*Activity*: Word for word, reproduce each of the entries.

### Supplied data ###

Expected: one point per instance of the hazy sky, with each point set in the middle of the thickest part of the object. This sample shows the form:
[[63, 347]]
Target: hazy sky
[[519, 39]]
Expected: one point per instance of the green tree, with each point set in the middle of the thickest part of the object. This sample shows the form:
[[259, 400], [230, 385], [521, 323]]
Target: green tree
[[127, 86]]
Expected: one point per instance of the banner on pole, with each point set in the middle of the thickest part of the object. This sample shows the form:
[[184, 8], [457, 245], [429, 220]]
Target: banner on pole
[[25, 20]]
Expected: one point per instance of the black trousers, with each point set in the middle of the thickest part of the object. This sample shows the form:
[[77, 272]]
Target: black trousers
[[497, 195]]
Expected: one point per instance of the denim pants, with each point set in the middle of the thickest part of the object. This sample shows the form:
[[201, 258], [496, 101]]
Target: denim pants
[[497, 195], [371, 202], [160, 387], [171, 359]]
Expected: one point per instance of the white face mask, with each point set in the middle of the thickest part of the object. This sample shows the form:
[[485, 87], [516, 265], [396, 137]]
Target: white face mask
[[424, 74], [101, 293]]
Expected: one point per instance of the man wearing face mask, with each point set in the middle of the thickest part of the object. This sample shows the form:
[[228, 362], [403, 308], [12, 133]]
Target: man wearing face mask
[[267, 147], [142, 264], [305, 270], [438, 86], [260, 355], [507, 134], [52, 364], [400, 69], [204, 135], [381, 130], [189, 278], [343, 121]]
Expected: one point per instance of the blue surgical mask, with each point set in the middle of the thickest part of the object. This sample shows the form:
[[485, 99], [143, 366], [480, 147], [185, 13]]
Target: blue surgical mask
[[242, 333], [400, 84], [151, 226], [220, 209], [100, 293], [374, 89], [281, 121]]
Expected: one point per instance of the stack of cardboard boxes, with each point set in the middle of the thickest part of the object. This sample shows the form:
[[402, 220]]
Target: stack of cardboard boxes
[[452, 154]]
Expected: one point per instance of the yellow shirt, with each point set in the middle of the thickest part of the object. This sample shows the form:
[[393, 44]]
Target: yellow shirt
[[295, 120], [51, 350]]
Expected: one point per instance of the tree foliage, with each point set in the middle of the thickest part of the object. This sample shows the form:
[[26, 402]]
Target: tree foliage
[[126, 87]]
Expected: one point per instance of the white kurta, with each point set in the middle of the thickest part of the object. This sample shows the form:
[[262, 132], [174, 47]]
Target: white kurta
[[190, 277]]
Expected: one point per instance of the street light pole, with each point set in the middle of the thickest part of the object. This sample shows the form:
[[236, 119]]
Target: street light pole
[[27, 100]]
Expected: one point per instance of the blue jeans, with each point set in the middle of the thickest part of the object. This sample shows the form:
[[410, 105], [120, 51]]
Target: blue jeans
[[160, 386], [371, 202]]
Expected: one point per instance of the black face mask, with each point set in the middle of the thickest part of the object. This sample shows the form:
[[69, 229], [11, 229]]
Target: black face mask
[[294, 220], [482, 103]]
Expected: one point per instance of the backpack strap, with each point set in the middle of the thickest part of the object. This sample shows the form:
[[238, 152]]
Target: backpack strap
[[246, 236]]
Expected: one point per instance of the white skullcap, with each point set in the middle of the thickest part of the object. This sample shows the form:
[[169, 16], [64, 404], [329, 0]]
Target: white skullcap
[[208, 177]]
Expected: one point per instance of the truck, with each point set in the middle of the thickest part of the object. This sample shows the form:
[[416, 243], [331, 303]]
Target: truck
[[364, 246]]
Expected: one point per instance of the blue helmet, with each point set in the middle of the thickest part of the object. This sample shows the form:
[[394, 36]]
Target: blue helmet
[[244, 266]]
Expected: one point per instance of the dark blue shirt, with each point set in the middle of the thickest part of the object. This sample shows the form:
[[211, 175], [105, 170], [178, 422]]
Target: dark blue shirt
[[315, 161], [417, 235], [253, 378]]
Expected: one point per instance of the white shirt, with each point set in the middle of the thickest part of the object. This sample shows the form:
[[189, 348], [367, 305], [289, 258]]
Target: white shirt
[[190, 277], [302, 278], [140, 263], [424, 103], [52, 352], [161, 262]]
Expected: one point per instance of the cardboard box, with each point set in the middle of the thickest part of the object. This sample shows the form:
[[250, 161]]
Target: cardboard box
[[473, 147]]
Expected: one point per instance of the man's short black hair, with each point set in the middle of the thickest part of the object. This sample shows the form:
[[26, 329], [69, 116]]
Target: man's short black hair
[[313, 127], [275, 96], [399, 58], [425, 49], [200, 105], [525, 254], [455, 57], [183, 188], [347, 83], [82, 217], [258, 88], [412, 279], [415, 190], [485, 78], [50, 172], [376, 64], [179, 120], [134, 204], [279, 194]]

###

*Output below*:
Expected: one point per instance of the hazy sky, with each point set in the middle of the thickest part of the object. This sample shows the form:
[[63, 347]]
Target: hazy sky
[[519, 39]]
Expected: one point per instance of the green tree, with each point set in the middle of the thickest part of the object. This sample shows the form:
[[259, 400], [230, 385], [521, 323]]
Target: green tree
[[127, 86]]
Expected: one point per instance of the banner on pole, with each point set in the middle of the thickest part of the object. This sample shows the form:
[[184, 8], [457, 245], [429, 220]]
Target: banner on pole
[[25, 20]]
Expected: one point per instance of the black trousers, with each point set in the middle of the thickest part of the object. This sample shows the form:
[[77, 272]]
Target: black trousers
[[497, 195]]
Expected: one point per instance of the denim pants, with each point set in the middle of the thickest part of the object. This sample shows the form:
[[201, 258], [496, 101]]
Target: denim pants
[[497, 195], [371, 202], [160, 387], [171, 359]]
Expected: one point per instance of the white face mask, with each point set in the middle of the thickest part of the object. This sample shows the form:
[[485, 87], [516, 265], [396, 137]]
Target: white face mask
[[424, 74], [101, 293]]
Expected: one point per instance of the man wearing face mask, with each point set in the middle of the thickest part of the object. This sample shows the form:
[[228, 362], [403, 308], [12, 133]]
Target: man wearing face mask
[[267, 147], [142, 264], [305, 270], [438, 86], [260, 355], [507, 134], [52, 364], [400, 69], [204, 135], [381, 130], [189, 278], [343, 121]]
Expected: one point per instance of the blue surgical mask, with each point set in the middle of the thickest part of the object. This sample shows the form:
[[485, 99], [143, 366], [480, 147], [185, 13]]
Target: blue surgical mask
[[242, 333], [400, 84], [151, 226], [220, 209], [100, 293], [374, 89], [281, 121]]
Expected: one point per instance of the stack of cardboard boxes, with each point set in the middle of the thickest part of the object. This sample shows the form:
[[402, 220]]
Target: stack of cardboard boxes
[[452, 154]]
Expected: one point per instance of the yellow shirt, with each point set in the middle of the thickest part of the object. This sample shows the form:
[[393, 44]]
Target: yellow shirt
[[295, 120], [51, 350]]
Expected: one point per instance of the tree foliage, with each point set in the middle of the thickest part of the object. This sample shows the form:
[[26, 402]]
Target: tree foliage
[[126, 87]]
Expected: one point per instance of the white kurta, with each point set in the middle of the thickest part of the object. This sample shows the form:
[[262, 132], [174, 47]]
Target: white kurta
[[190, 277]]
Expected: one point per instance of the street light pole, with each point set in the middle of the thickest part of the object. This sample shows the form:
[[236, 119]]
Target: street light pole
[[27, 100]]
Expected: one point per instance of the blue jeans, with each point set in the middle of the thickest part of the object. This sample shows the form:
[[410, 105], [120, 51]]
Target: blue jeans
[[160, 386], [371, 202]]
Expected: one point per instance of the black face mask, with each point set in the middle of the thickest part of the object. This sample shows the form:
[[69, 229], [11, 229]]
Target: black face mask
[[294, 220], [482, 103]]
Expected: one point per instance of the backpack strap, with each point set in the middle of the thickest part of the object. This sample shows the form:
[[238, 152]]
Target: backpack strap
[[246, 236]]
Expected: one point per instance of the white skullcap, with each point set in the middle of the thickest part of the object. This sample shows the form:
[[169, 16], [64, 404], [329, 0]]
Target: white skullcap
[[208, 177]]
Expected: one point per instance of the truck, with each point set in the middle of the thickest part of the object. This sample shows the form:
[[416, 243], [331, 303]]
Target: truck
[[364, 246]]
Expected: one point per instance of the blue helmet, with each point set in the middle of the thickest part of the object. This sample shows the form:
[[394, 36]]
Target: blue helmet
[[244, 266]]
Expected: one point per instance of the dark blue shirt, with each point set in the middle of the thickest part of the object. This sample shows the form:
[[211, 175], [105, 170], [178, 422]]
Target: dark blue shirt
[[315, 161], [417, 235], [253, 378]]
Expected: one point per instance of the white shirt, with each point set in the middle of the thickest part of the object. This sample shows the form:
[[189, 348], [367, 305], [289, 258]]
Target: white shirt
[[190, 277], [302, 278], [140, 263], [424, 103], [52, 352], [161, 262]]
Expected: one point per instance of the cardboard box, with each point set in the middle of the thickest part of the object. This sample shows the form:
[[250, 161]]
Target: cardboard box
[[473, 147]]
Expected: one point per instance of the man's short black hair, with each point set in the middle of the thickest part of the object. This sample shows the form:
[[26, 329], [69, 116]]
Target: man's short black hair
[[313, 127], [275, 96], [399, 58], [425, 49], [200, 105], [525, 254], [455, 57], [183, 188], [347, 83], [82, 217], [258, 88], [412, 279], [415, 190], [485, 78], [50, 172], [376, 64], [179, 120], [134, 204], [279, 194]]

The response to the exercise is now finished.